### Trecho do documento

A competência para legislar sobre matéria ligada à defesa dos direitos do consumidor não autoriza os estados a avançarem sobre as relações contratuais regidas pelo Código Civil. Foi o que decidiu o Órgão Especial do Tribunal de Justiça do Rio de Janeiro ao julgar inconstitucional uma lei do estado que concedia descontos ao consumidor que, ao comprar um produto novo, devolvesse o usado. O julgamento foi nessa segunda-feira (7/3).

A decisão atende a um pedido da Federação do Comércio de Bens e Serviços e Turismo do Rio de Janeiro, em uma ação de inconstitucionalidade contra a Lei 4.191, que estabeleceu a política estadual de resíduos sólidos no estado. Em vigor desde 2003, a norma previa, no parágrafo 9º do artigo 22-A, descontos para a aquisição de produtos, tais como pilhas e baterias, pneus, lâmpadas fluorescentes e eletroeletrônicos nos casos em que o consumidor apresentasse o produto usado.

A desembargadora Marilia de Castro Neves Vieira, que relatou o caso, explicou que a Constituição Federal reconhece a competência concorrente dos estados para legislar sobre produção e consumo, assim como acerca da responsabilidade por danos aos consumidores.

Porém, de acordo com ela, tal intervenção deve ser exercida com respeito aos princípios e fundamentos da ordem econômica prevista no artigo 170 da Carta Magna, para não prejudicar o princípio da livre iniciativa. “Assim, é vedado aos estados, a pretexto de veicularem norma em defesa do consumidor, legislar sobre Direito Civil, notadamente sobre relações contratuais”, afirmou.

######
### Extrato dos dados

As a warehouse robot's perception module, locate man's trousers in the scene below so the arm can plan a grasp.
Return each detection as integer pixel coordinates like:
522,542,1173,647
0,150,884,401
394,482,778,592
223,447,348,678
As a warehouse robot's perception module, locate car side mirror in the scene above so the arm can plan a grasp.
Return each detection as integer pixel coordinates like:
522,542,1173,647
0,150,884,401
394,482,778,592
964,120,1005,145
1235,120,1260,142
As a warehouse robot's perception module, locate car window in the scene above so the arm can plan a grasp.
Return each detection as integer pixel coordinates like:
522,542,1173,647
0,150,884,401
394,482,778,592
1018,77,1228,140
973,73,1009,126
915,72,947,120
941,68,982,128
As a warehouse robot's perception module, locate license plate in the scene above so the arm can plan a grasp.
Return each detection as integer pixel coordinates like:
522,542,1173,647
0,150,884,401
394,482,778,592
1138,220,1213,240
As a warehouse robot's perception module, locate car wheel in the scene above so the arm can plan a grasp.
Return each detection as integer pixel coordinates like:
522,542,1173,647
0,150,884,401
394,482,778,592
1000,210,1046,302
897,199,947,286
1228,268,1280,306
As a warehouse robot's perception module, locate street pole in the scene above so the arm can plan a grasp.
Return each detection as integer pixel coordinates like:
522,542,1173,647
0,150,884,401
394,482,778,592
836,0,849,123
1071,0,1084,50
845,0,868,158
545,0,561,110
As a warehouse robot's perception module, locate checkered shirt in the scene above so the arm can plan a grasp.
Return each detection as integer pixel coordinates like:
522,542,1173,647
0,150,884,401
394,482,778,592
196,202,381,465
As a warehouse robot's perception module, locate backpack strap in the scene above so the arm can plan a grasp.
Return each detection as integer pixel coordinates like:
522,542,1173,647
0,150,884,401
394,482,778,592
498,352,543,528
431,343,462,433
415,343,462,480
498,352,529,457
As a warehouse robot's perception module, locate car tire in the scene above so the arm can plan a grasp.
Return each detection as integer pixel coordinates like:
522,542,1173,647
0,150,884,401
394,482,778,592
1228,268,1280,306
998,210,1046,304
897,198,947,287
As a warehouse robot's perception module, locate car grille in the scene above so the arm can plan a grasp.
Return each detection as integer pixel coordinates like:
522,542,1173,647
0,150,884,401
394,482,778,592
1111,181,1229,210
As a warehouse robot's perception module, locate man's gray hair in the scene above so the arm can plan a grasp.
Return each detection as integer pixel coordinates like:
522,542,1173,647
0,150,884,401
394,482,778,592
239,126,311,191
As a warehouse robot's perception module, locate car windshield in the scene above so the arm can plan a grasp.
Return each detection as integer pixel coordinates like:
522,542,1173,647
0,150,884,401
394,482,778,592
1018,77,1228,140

######

_Tarefas a realizar:_
**A.** Reproduza fielmente o trecho da notícia sobre a Lei 4.191 que vai de "A decisão atende" até "danos aos consumidores.".
**B.** Retome a notícia sobre a Lei 4.191, escrevendo a continuação a partir da última frase apresentada.

_Resultados por tarefa:_
**A.**
A decisão atende a um pedido da Federação do Comércio de Bens e Serviços e Turismo do Rio de Janeiro, em uma ação de inconstitucionalidade contra a Lei 4.191, que estabeleceu a política estadual de resíduos sólidos no estado. Em vigor desde 2003, a norma previa, no parágrafo 9º do artigo 22-A, descontos para a aquisição de produtos, tais como pilhas e baterias, pneus, lâmpadas fluorescentes e eletroeletrônicos nos casos em que o consumidor apresentasse o produto usado.

A desembargadora Marilia de Castro Neves Vieira, que relatou o caso, explicou que a Constituição Federal reconhece a competência concorrente dos estados para legislar sobre produção e consumo, assim como acerca da responsabilidade por danos aos consumidores.

**B.**
A relatora explicou que a competência dos estados para editar leis sobre matéria relacionada ao Direito do Consumidor é concorrente e não abrange “a fixação de preços”. É que essa intervenção não pertence ao Direito Econômico, mas ao Direito Civil, cuja competência para estabelecer regras é privativa da União.

A desembargadora afirmou que “não existe peculiaridade regional que dê competência plena ao estado para legislar sobre a concessão de desconto ao consumidor”, ainda mais sem qualquer contrapartida. É que a Lei 4.191 atribuiu ao empresariado um ônus que, pela Constituição, seria do estado.

“Cabe ao estado incentivar a proteção e defesa do consumidor, sendo que este incentivo estatal só pode advir da conta dele mesmo. Incentivar uma atividade ou dar um privilégio a determinado seguimento social, sem arcar com os custos dele advindos, é ‘fazer graça com o chapéu alheio’, exigir que outrem exerça as funções que lhe são impostas pela própria Constituição Federal”, afirmou.

A decisão foi por maioria de votos e ainda está sujeita a recurso.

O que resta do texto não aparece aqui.